__PROBLEM DETAILS__
Turn every line of the entries below into a numbered list, leaving out any blank lines.

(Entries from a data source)
• • • •
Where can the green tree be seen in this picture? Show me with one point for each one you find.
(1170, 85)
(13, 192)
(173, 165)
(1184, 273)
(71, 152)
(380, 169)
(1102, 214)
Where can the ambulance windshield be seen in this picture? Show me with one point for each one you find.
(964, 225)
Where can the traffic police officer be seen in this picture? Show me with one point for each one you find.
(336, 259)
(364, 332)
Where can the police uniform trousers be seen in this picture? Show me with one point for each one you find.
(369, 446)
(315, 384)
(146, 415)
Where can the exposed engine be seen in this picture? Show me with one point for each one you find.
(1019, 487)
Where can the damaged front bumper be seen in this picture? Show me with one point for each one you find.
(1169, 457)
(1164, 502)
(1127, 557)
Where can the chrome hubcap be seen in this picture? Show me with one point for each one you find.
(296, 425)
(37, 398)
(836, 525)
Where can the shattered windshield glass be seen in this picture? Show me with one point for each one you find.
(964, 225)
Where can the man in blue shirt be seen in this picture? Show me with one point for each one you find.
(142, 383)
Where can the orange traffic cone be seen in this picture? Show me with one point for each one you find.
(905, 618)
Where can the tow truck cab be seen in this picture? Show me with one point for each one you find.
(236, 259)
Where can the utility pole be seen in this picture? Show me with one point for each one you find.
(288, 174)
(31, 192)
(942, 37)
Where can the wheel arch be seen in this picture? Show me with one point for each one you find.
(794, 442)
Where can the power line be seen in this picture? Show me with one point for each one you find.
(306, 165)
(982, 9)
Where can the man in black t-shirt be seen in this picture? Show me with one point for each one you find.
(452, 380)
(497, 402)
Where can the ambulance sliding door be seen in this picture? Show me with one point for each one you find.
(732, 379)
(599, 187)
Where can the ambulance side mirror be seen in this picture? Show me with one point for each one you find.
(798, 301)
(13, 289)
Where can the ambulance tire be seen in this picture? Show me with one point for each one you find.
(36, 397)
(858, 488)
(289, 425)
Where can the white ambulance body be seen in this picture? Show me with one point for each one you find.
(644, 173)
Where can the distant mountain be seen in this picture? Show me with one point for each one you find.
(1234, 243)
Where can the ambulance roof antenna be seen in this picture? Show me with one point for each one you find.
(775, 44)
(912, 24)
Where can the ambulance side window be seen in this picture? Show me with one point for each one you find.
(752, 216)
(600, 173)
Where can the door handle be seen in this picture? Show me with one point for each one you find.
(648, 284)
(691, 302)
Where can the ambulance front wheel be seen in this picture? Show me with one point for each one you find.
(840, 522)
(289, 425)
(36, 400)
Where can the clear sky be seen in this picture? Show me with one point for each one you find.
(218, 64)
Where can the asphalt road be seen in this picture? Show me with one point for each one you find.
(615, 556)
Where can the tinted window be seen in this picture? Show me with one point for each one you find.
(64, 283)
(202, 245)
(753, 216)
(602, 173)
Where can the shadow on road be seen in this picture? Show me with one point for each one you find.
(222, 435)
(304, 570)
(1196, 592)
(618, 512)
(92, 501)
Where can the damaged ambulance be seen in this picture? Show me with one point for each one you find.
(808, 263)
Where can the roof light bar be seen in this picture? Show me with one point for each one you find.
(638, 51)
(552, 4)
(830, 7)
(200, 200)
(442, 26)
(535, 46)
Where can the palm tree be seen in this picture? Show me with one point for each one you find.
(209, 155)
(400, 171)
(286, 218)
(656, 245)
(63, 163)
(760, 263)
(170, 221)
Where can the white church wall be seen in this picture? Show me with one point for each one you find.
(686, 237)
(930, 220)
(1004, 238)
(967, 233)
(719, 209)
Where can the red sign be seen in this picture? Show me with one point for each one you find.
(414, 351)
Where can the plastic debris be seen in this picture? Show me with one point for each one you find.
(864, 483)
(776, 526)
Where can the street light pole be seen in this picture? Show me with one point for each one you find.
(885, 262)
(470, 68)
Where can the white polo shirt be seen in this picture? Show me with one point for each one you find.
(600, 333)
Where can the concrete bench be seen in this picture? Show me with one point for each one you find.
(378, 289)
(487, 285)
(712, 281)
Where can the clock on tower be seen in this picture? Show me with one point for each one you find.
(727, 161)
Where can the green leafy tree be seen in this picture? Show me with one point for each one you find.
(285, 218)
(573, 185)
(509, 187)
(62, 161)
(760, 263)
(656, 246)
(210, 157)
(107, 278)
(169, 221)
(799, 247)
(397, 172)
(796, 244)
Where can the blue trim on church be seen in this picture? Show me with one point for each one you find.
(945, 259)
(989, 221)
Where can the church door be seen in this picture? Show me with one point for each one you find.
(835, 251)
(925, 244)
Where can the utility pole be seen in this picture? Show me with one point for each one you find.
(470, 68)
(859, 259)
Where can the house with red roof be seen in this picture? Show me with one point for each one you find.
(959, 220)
• • • •
__RESULT FOR THIS TASK__
1. Where can the green tree be seen in this picture? Show me with one point for each one you find.
2. (1170, 85)
3. (13, 192)
4. (173, 165)
5. (1184, 273)
6. (71, 152)
7. (380, 169)
8. (1102, 214)
9. Where can the ambulance windshield be seen in this picture? Show me with one point for each one you find.
10. (964, 225)
11. Where can the traffic police officer be seen in this picture? Show me with one point for each one you find.
12. (336, 259)
13. (364, 332)
14. Where can the police uniform trousers be seen in this picture? Show me with one point for each one you find.
15. (369, 446)
16. (315, 384)
17. (146, 415)
18. Where can the exposed engine be seen in this picture? Show me with one point for each one you find.
19. (1019, 487)
20. Where can the damaged front bumper be seen in this picture? Show me with one point for each one you find.
21. (1169, 457)
22. (1164, 502)
23. (1127, 557)
24. Where can the chrome hubcap be seen in this picture? Show me with one point for each one you find.
25. (296, 425)
26. (37, 398)
27. (836, 525)
28. Where can the shattered windshield glass be seen in this picture? Show me with one point for each one you find.
29. (964, 225)
30. Where can the man in blue shirt be seen in this picture? Show me with one point for each one you find.
31. (142, 383)
32. Where can the orange traffic cone be seen in this picture? Show me with one point for each one you find.
33. (905, 618)
34. Where can the tow truck cab be seen in this picture? Show me with one point for each one you find.
35. (236, 259)
36. Where can the utility pole be seen in this picture? Show me with one point for each one you find.
37. (288, 174)
38. (31, 192)
39. (942, 37)
40. Where can the wheel arch be seen in this picture? Show me with one point for each one you find.
41. (794, 442)
42. Where can the power line be seen in this picture? Show me with one point for each one you find.
43. (306, 165)
44. (982, 9)
45. Where can the man in black t-shirt be seen in this picture? Show me with one point for each one you find.
46. (452, 380)
47. (497, 402)
48. Where can the ambulance sliding door be seen in this picture? Show me with one point for each one you find.
49. (732, 379)
50. (599, 187)
51. Where can the ambulance side mirror be seen in this picture? Show me with one point for each one you find.
52. (798, 301)
53. (13, 289)
54. Where can the ambulance tire be seen in this picture? Show me with one point for each one you find.
55. (36, 397)
56. (858, 488)
57. (289, 425)
58. Where can the white ambulance body be seen in this picture? Show me with one point for each one you find.
59. (644, 173)
60. Where can the distant mountain be seen in this picture? Show me with one point for each one you find.
61. (1234, 243)
62. Where can the ambulance roof antenna be seen in this picture? Show me with one point for each one you find.
63. (775, 44)
64. (912, 24)
65. Where can the ambulance side window be seen in this picture? Show me with one point for each one you find.
66. (752, 216)
67. (600, 173)
68. Where can the door handle be seen in this picture? Show me with one point for each one you find.
69. (648, 284)
70. (691, 302)
71. Where can the ambulance front wheel be seen in this picture? Show me with one point for each one you find.
72. (840, 522)
73. (289, 425)
74. (36, 400)
75. Where can the clear sky be seen in this picture? Show me with one point for each one you find.
76. (218, 64)
77. Where can the asphalt road be seen in this picture? Show me with one point for each one you find.
78. (615, 556)
79. Where can the tinted window be seen in this picture? Show me with one point for each one you find.
80. (64, 283)
81. (202, 245)
82. (753, 216)
83. (602, 173)
84. Where can the shadow on road be seen in this picture? Show me with one point for each one you find.
85. (222, 435)
86. (304, 570)
87. (1196, 592)
88. (618, 512)
89. (92, 501)
90. Where can the damaged ambulance be seen in this picture? Show me with one point for each one you find.
91. (808, 263)
92. Where can the roof light bar be seen in this picture? Show me with one point for each one you find.
93. (638, 51)
94. (552, 4)
95. (830, 7)
96. (200, 200)
97. (442, 26)
98. (535, 46)
99. Where can the palm tree be seen in this picture? Show me with one point for each one you find.
100. (209, 155)
101. (400, 171)
102. (286, 218)
103. (656, 245)
104. (63, 163)
105. (760, 263)
106. (170, 221)
107. Where can the white church wall be seen in this picture? Show me with one point for each one you find.
108. (686, 237)
109. (930, 220)
110. (1004, 238)
111. (967, 233)
112. (719, 209)
113. Where can the red sign be seen in this picture? Show me with one point for each one you find.
114. (414, 351)
115. Where can the plastic debris be seen in this picture? Show me with one point for each one you find.
116. (864, 483)
117. (776, 526)
118. Where can the street light pole be seen in this picture? Show me with one point for each one you find.
119. (885, 262)
120. (470, 68)
121. Where can the white polo shirt be seen in this picture? Show me with one point for each one you find.
122. (600, 333)
123. Where can the concrete bench be seen in this picture? Show me with one point for each one you find.
124. (378, 289)
125. (487, 285)
126. (712, 281)
127. Where can the clock on tower be seen in this picture? Show me with one point for each one you find.
128. (727, 161)
129. Where can the green leafy tree be seen in this picture? Show me with one point for each one you find.
130. (285, 218)
131. (573, 185)
132. (509, 187)
133. (62, 161)
134. (760, 263)
135. (656, 246)
136. (210, 157)
137. (107, 278)
138. (169, 221)
139. (799, 247)
140. (397, 172)
141. (796, 244)
142. Where can the blue trim on church be seen in this picture? Show me with one point for each one you find.
143. (945, 259)
144. (989, 221)
145. Where can the church door be seen in this picture? Show me with one point for each one you find.
146. (835, 251)
147. (925, 244)
148. Where can the utility pole be seen in this picture? Show me with one point for each one you find.
149. (470, 68)
150. (859, 259)
151. Where can the house with red roof be seen in this picture? Show me with one point for each one you find.
152. (959, 220)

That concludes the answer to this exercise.